*Excerpted records*:
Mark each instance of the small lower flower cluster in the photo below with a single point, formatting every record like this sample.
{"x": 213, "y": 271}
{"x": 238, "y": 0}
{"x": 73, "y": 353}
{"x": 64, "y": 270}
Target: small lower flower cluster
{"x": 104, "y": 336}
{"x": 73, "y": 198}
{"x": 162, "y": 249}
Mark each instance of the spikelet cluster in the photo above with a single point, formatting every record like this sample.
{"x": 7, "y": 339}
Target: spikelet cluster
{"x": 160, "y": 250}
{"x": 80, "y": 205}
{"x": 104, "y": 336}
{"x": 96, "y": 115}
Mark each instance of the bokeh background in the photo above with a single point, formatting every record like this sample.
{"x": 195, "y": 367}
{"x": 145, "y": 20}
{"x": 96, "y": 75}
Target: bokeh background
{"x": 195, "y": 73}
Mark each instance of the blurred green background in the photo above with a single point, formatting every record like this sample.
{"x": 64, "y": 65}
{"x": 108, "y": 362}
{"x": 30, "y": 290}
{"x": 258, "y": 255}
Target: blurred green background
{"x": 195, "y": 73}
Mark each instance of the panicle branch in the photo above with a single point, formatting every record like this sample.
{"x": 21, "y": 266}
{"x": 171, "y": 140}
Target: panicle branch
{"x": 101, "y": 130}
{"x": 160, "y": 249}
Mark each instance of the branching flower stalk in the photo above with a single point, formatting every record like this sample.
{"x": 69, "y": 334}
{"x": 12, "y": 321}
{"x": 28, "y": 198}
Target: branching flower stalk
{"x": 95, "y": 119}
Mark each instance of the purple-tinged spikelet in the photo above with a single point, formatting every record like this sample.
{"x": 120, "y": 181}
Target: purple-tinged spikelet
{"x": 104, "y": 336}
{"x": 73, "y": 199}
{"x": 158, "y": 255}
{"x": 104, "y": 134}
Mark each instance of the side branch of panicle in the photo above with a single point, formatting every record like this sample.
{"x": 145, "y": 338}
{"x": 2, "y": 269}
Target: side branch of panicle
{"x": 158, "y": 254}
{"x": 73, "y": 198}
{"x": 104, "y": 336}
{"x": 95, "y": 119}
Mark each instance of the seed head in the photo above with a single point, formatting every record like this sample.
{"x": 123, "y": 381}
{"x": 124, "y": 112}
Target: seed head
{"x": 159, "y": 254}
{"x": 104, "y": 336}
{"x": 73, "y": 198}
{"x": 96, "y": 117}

*What needs to be done*:
Each record above is to be given again without any change to its wording.

*Solution to the problem*:
Mark each instance of the small lower flower cluster in the photo below with a single point, formatting every record like this sample.
{"x": 213, "y": 271}
{"x": 238, "y": 0}
{"x": 73, "y": 353}
{"x": 64, "y": 270}
Target: small lower flower cluster
{"x": 104, "y": 336}
{"x": 73, "y": 198}
{"x": 162, "y": 249}
Mark each instance of the spikelet cluster in the photo above with a single point, formatting every record like this sample.
{"x": 7, "y": 339}
Target: spikelet cluster
{"x": 160, "y": 250}
{"x": 80, "y": 205}
{"x": 104, "y": 336}
{"x": 96, "y": 115}
Mark each instance of the bokeh background in the photo above with a single point, formatting every record like this sample.
{"x": 195, "y": 367}
{"x": 145, "y": 20}
{"x": 96, "y": 75}
Target: bokeh background
{"x": 195, "y": 73}
Mark each instance of the blurred green background in the photo above with a single point, formatting every record like this sample.
{"x": 64, "y": 65}
{"x": 108, "y": 362}
{"x": 30, "y": 290}
{"x": 258, "y": 255}
Target: blurred green background
{"x": 195, "y": 73}
Mark each instance of the panicle branch in the photo above with a single point, formatting every record like this sample.
{"x": 21, "y": 266}
{"x": 171, "y": 140}
Target: panicle branch
{"x": 101, "y": 130}
{"x": 160, "y": 249}
Mark each instance of the branching flower stalk in the photo above with a single point, formatting every record like this sample.
{"x": 69, "y": 334}
{"x": 12, "y": 321}
{"x": 28, "y": 198}
Target: branching flower stalk
{"x": 95, "y": 119}
Mark each instance of the purple-tinged spikelet in the photo above with a single point, formatting every record like this sample.
{"x": 120, "y": 181}
Target: purple-tinged spikelet
{"x": 104, "y": 336}
{"x": 73, "y": 199}
{"x": 158, "y": 255}
{"x": 104, "y": 134}
Mark each instance of the side branch of panicle in the photo above with a single point, formatting every record like this sample.
{"x": 145, "y": 338}
{"x": 2, "y": 269}
Target: side branch of panicle
{"x": 158, "y": 254}
{"x": 73, "y": 198}
{"x": 104, "y": 336}
{"x": 95, "y": 119}
Mark each instance of the seed head in the photo above with a single point, formatting every record like this sample.
{"x": 123, "y": 381}
{"x": 124, "y": 112}
Target: seed head
{"x": 159, "y": 254}
{"x": 104, "y": 336}
{"x": 73, "y": 198}
{"x": 96, "y": 117}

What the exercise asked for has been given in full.